== Point-per-instance localization data ==
───

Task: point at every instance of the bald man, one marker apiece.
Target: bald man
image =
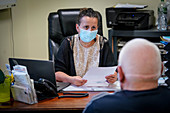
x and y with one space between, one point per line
139 69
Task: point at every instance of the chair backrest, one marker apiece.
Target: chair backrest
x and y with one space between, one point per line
62 24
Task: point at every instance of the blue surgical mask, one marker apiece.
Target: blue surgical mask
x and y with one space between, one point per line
87 36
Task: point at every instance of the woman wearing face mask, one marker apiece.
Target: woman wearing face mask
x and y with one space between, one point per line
78 53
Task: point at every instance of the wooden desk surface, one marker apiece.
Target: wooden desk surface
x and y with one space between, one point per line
66 104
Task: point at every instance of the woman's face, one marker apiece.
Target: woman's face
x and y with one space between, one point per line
87 23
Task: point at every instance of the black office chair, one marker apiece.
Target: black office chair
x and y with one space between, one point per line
62 24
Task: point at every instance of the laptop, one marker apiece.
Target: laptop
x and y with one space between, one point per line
38 69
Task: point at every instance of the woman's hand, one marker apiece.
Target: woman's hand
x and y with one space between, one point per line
78 81
112 78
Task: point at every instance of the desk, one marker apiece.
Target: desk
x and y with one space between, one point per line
60 105
150 34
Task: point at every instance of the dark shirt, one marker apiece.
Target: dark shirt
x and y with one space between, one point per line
64 60
149 101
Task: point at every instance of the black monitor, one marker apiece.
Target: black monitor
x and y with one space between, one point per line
36 68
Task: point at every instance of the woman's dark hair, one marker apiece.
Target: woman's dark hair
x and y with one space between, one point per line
87 12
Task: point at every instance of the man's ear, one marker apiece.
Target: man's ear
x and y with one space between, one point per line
121 74
77 28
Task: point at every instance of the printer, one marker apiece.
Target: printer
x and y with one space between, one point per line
129 18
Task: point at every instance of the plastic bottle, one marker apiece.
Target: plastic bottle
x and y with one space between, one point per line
168 12
162 16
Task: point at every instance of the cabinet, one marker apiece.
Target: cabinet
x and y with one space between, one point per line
118 38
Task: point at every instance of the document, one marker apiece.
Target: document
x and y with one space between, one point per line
129 6
96 80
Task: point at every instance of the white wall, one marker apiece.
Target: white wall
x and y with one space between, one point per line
30 25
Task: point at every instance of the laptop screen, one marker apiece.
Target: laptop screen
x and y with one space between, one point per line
36 68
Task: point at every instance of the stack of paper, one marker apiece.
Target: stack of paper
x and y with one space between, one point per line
96 81
129 6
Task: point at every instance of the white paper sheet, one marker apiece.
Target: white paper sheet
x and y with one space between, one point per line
96 81
96 76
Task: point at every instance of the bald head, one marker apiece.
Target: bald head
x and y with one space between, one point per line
140 60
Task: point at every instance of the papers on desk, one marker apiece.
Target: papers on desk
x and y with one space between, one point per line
96 81
129 6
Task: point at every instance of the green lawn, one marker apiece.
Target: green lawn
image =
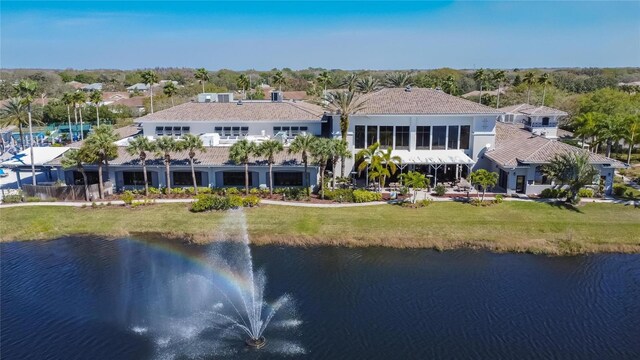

───

== About this exercise ==
Across the records above, how many lines does the word "bottle" appear on? Reply with the number only.

== Your solution ==
2